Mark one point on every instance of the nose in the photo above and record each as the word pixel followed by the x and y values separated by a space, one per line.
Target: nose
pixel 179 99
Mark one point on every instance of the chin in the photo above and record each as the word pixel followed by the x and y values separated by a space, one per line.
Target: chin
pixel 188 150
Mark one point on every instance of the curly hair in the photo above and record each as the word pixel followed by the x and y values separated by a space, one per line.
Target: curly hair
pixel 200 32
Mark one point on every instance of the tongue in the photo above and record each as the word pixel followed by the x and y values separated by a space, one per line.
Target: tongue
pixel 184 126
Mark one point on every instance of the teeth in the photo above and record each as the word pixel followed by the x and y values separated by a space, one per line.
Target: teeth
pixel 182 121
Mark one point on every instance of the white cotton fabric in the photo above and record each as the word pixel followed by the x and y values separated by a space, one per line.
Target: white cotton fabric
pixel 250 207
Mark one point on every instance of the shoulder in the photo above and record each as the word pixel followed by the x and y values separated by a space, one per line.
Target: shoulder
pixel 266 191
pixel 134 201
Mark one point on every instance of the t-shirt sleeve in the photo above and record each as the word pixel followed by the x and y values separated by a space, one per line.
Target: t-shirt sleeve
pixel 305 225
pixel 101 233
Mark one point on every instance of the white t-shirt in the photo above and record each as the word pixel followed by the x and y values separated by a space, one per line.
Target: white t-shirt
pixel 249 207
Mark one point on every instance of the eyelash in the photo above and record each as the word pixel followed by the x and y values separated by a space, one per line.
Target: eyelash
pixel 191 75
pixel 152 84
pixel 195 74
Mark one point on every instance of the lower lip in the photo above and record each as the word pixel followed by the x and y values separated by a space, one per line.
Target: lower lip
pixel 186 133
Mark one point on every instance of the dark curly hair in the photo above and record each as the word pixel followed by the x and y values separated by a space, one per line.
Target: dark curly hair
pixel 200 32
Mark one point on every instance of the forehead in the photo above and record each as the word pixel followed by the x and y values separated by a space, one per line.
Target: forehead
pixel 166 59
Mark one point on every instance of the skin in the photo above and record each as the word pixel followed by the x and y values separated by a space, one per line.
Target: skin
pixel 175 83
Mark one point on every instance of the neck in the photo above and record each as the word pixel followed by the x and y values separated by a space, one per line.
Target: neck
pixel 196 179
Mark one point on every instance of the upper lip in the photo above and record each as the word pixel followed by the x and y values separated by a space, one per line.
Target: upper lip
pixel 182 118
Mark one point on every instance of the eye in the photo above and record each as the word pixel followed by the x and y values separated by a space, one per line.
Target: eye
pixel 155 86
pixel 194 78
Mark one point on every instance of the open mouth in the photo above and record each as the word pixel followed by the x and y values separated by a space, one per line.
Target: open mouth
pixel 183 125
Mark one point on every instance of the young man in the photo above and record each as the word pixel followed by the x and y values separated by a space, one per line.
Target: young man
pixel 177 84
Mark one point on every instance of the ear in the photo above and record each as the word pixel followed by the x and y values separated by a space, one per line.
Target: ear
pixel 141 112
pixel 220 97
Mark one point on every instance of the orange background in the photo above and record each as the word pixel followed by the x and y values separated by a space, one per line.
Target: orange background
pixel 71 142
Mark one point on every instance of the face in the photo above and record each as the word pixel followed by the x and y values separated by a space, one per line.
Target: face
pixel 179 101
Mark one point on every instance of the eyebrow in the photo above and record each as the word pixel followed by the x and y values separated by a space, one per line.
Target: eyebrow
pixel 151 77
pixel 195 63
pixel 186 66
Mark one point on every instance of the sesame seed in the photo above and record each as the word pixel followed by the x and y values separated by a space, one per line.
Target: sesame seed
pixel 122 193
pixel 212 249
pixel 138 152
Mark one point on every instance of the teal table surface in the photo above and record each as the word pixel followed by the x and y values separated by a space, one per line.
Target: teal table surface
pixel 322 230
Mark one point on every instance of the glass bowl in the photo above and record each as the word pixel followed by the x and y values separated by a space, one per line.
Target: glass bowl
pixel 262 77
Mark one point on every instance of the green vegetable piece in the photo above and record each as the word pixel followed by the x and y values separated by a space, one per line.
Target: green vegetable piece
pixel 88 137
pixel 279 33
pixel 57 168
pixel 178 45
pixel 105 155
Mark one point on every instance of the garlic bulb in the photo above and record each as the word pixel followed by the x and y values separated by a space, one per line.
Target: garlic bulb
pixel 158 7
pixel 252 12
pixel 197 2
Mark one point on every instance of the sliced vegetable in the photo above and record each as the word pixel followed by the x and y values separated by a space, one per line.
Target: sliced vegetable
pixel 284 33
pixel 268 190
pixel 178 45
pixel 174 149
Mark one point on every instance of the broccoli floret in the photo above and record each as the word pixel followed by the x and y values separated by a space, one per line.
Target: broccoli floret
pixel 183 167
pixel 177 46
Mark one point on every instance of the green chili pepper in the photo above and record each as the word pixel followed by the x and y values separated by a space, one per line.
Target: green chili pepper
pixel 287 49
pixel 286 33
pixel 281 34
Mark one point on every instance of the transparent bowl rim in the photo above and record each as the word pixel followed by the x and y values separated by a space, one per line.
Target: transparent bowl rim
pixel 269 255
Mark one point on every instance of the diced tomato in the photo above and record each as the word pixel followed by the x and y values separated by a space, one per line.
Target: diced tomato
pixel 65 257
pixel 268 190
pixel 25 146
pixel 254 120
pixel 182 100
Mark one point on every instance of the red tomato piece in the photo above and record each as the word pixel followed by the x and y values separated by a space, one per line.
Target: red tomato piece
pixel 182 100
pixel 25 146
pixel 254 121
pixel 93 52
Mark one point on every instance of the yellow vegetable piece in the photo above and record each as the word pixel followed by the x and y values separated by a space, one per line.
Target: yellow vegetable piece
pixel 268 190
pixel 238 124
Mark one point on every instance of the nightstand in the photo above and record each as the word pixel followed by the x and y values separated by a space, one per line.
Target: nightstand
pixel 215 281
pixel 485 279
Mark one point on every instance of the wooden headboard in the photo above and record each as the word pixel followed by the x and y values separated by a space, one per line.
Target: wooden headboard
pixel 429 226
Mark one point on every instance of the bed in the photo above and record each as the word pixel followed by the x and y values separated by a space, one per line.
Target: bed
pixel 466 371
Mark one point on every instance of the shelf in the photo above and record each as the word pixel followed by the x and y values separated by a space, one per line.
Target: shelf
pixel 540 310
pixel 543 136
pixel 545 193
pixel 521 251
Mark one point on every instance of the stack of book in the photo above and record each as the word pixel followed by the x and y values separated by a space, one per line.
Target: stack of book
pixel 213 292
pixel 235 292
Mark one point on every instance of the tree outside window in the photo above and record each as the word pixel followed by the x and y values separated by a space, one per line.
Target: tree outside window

________

**Goal of the exercise**
Retype the entries between the line containing "Mark one point on every instance of the eye in" and the line containing "pixel 71 142", inclusive, without any changes.

**Response below**
Mark one point on every instance of the eye in the photo above and record each as the word pixel followed by the x and y values separated by a space, one per line.
Target: eye
pixel 155 86
pixel 194 78
Mark one point on every instance of the open mouth in the photo above and record each as the word pixel followed by the x and y values separated by a space, one per line.
Target: open mouth
pixel 183 125
Mark one point on every instance of the young man in the photo above and record each as the word pixel followed by the x and y values separated by a space, one per line.
Target: young man
pixel 177 84
Mark one point on every instance of the ear in the photo above and record each as the word pixel followed by the x and y values separated by a space, one per line.
Target: ear
pixel 141 112
pixel 220 97
Mark one point on every instance of the orange background in the photo above and record each as the word pixel followed by the x and y values separated by a space, one per line.
Target: orange background
pixel 71 142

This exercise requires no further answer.